-- BEGIN Data for this task --
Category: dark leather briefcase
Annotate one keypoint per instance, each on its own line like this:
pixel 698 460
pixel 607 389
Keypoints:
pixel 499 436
-- END Data for this task --
### Task objective
Copy the data above line for line, with no changes.

### Output of the task
Category: dark leather briefcase
Annotate one keypoint per instance, each on its own line like this:
pixel 698 460
pixel 607 389
Keypoints:
pixel 499 436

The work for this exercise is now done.